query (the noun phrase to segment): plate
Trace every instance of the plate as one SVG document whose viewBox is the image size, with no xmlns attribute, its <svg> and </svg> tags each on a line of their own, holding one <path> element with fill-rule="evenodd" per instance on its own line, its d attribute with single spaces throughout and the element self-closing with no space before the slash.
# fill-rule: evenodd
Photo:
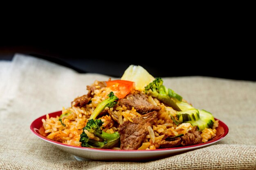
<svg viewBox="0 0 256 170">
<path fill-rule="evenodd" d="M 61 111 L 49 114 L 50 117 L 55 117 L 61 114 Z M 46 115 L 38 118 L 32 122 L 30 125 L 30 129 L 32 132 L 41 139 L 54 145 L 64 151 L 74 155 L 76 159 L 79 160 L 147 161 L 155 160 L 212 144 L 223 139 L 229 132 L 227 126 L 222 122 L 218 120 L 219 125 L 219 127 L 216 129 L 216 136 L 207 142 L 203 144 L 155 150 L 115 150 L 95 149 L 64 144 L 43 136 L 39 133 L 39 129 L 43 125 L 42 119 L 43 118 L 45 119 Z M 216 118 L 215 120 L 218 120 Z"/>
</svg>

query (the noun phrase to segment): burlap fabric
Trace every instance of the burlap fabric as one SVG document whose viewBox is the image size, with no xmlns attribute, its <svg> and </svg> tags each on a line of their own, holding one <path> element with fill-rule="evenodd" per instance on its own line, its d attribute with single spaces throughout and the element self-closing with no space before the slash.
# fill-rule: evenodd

==

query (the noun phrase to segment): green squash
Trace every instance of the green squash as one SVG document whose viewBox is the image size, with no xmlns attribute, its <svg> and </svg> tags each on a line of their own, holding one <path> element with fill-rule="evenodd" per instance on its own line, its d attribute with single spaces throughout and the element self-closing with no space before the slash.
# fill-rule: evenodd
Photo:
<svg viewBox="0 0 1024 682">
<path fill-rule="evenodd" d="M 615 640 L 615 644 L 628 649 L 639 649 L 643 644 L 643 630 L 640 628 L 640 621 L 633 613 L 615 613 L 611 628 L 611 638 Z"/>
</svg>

§ STATED GOAL: Count the lines above that contain the string "every", where case matters, and reply with only that number.

§ SOLUTION FOR THIS EXERCISE: 3